BAGIAN DOKUMEN:
-=-=-
Kenyataan politik Indonesia pasca reformasi beberapa kali sudah mengalami pergantian kepemimpinan politik. Habibie diganti Gusdur, Gusdur digeser oleh Megawati, dan kini SBY menempati posisi Megawati. Fakta politik seperti ini bukan omong kosong belaka. Di dalamnya terdapat percaturan politik yang keras. Tidak juga bisa disederhanakan sebagai sesuatu pergantian atau perebutan kekuasaan saja. Rakyat jelas menaruh harapan besar pada prosesi ini. SBY yang terpilih pada pemilu terakhir secara langsung, juga adalah figur pertama yang terpilih secara langsung oleh rakyat. Itu sekaligus menandakan bahwa kepercayaan rakyat pada sistem politik kita sudah kembali. Maka dari itu, tidak boleh disia-siakan begitu saja.
Dalam Transisi Menuju Demokrasi Kasus Amerika Latin (1993), kita dapat mengambil sedikit pelajaran dari proses transisi demokrasi di Amerika Latin. Dari berbagai kasus yang diungkap, muncul beberapa hal yang dapat kita pelajari.

Kasus-kasus tersebut memperlihatkan bahwa, walau faktor-faktor internasional – langsung atau tidak langsung – mengkondisikan dan mempengaruhi jalannya transisi, para partisipan utama dan pengaruh-pengaruh dominan dalam setiap kasis berasal dari dalam negeri. Kasus-kasus tersebut meperlihatkan pentingnya lembaga-lembaga, pentingnya prosedur-prosedur pangantara an forum-forum yang membantu melegitimasi para penguasa diskursus politik dalam periode perubahan. Kasus-kasus itu menggambarkan arti penting vital dari kepemimpinan dan pertimbangan politis, pentingnya peran individu-individu perorangan dalam proses-proses historis yang kompleks. Kasus-kasus itu menunjukkan pentingnya ketepatan waktu, kerumitan dari proses-proses interaktif yang dilaksanakan dalam periode-periode yang panjang, menunjukkan berbagai cara bagaimana transisi-transisi menghasilkan kejutan-kejutan, dan beberapa ironi dan paradoks yang dihasilkannya.
-=-=-
DATA TERCATAT:
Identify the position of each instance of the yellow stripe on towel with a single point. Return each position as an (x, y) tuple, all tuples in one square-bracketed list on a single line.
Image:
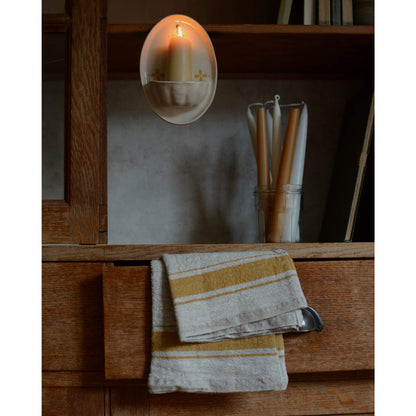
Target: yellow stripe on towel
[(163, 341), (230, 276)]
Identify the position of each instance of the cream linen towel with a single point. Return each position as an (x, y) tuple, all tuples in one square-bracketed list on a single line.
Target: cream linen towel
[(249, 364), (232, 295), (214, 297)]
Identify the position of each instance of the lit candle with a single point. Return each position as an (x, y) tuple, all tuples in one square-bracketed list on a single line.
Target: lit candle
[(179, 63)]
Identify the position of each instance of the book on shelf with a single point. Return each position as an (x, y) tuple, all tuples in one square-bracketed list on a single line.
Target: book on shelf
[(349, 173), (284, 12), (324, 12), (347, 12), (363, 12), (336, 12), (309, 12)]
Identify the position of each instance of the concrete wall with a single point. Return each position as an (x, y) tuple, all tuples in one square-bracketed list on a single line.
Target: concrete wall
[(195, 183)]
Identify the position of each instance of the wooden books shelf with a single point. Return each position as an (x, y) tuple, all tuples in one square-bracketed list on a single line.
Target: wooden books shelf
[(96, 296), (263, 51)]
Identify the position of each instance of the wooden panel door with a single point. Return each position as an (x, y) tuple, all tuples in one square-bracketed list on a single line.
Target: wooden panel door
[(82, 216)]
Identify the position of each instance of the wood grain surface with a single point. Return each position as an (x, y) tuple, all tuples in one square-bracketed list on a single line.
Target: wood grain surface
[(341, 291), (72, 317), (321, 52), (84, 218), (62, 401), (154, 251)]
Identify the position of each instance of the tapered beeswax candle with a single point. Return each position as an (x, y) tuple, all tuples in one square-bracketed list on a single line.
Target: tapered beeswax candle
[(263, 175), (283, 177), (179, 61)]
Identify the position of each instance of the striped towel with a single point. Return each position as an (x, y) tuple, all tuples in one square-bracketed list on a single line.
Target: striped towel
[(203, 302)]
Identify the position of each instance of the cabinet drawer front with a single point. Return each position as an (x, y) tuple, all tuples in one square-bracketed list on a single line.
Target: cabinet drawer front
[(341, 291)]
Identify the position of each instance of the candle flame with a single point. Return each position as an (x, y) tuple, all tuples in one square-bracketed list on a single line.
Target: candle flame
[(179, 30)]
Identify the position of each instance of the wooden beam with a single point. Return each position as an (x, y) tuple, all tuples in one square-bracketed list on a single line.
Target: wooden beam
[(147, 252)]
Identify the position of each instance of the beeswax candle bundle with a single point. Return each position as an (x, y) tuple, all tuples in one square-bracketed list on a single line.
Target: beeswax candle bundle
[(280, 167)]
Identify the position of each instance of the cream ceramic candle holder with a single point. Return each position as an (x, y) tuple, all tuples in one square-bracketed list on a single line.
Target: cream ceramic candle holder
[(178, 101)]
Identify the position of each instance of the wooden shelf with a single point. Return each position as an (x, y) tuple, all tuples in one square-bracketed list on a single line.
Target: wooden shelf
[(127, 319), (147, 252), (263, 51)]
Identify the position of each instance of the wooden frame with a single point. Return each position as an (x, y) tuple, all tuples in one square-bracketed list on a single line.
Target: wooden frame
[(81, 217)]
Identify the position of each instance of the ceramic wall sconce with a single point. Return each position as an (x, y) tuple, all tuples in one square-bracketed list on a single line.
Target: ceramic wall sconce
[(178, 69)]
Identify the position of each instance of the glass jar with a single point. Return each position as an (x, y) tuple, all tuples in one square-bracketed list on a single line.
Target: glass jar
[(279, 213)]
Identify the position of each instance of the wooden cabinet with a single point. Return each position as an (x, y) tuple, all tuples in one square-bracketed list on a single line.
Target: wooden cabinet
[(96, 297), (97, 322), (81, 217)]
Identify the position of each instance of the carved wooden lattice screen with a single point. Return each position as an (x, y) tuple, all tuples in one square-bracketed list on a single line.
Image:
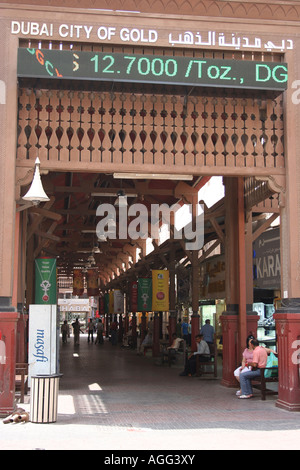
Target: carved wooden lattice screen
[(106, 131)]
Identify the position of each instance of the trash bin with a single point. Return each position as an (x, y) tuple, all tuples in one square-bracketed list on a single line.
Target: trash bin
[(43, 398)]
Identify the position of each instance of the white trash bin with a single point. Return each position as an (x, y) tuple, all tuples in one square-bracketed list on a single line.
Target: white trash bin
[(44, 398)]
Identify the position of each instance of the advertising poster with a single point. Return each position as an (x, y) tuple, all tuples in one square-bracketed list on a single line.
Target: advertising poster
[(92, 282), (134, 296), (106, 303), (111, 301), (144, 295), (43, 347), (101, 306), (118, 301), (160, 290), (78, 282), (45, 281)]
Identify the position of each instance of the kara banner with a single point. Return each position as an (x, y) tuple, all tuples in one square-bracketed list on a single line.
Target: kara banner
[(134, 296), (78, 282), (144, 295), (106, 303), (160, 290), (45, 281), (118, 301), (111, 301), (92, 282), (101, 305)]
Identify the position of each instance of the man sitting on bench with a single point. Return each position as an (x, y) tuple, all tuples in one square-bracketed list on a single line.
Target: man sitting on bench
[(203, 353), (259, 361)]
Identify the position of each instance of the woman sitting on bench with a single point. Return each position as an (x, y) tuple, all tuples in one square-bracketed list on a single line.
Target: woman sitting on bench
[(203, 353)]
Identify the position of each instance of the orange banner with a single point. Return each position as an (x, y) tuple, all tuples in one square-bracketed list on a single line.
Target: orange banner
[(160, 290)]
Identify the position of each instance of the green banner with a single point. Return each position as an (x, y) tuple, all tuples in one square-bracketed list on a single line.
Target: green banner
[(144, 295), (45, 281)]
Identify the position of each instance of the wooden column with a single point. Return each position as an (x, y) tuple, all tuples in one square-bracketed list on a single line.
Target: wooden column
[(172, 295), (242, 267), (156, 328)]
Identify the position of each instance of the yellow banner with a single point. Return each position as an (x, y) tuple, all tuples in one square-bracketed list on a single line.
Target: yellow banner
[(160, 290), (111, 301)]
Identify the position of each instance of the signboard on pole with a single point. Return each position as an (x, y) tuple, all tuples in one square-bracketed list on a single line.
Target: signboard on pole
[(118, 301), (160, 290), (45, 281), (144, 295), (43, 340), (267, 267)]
-=-=-
TUJUAN 1:
Jawablah pertanyaan berikut berdasarkan teks tentang politik Indonesia pasca reformasi.
(a) Siapa yang kini menempati posisi Megawati?
(b) Tahun berapa tercantum untuk Transisi Menuju Demokrasi Kasus Amerika Latin?
(c) Menurut kasus-kasus tersebut, dari mana asal para partisipan utama dan pengaruh-pengaruh dominan dalam setiap kasus?
TUJUAN 2:
Tolong kutip dari catatan bagian mulai baris yang memuat "Identify the position of each instance of the advertising" sampai dengan baris yang memuat "[(160, 290), (111, 301)]", termasuk kedua baris itu, tanpa mengubah apa pun.
Teks dan catatan di atas tidak saling berhubungan.

HASIL TUGAS 1:
(a) SBY
(b) 1993
(c) Dari dalam negeri

HASIL TUGAS 2:
Identify the position of each instance of the advertising poster with a single point. Return each position as an (x, y) tuple, all tuples in one square-bracketed list on a single line.
Target: advertising poster
[(92, 282), (134, 296), (106, 303), (111, 301), (144, 295), (43, 347), (101, 306), (118, 301), (160, 290), (78, 282), (45, 281)]
Identify the position of each instance of the kara banner with a single point. Return each position as an (x, y) tuple, all tuples in one square-bracketed list on a single line.
Target: kara banner
[(134, 296), (78, 282), (144, 295), (106, 303), (160, 290), (45, 281), (118, 301), (111, 301), (92, 282), (101, 305)]
Identify the position of each instance of the man sitting on bench with a single point. Return each position as an (x, y) tuple, all tuples in one square-bracketed list on a single line.
Target: man sitting on bench
[(203, 353), (259, 361)]
Identify the position of each instance of the woman sitting on bench with a single point. Return each position as an (x, y) tuple, all tuples in one square-bracketed list on a single line.
Target: woman sitting on bench
[(203, 353)]
Identify the position of each instance of the orange banner with a single point. Return each position as an (x, y) tuple, all tuples in one square-bracketed list on a single line.
Target: orange banner
[(160, 290)]
Identify the position of each instance of the green banner with a single point. Return each position as an (x, y) tuple, all tuples in one square-bracketed list on a single line.
Target: green banner
[(144, 295), (45, 281)]
Identify the position of each instance of the wooden column with a single point. Return each position as an (x, y) tuple, all tuples in one square-bracketed list on a single line.
Target: wooden column
[(172, 295), (242, 267), (156, 328)]
Identify the position of each instance of the yellow banner with a single point. Return each position as an (x, y) tuple, all tuples in one square-bracketed list on a single line.
Target: yellow banner
[(160, 290), (111, 301)]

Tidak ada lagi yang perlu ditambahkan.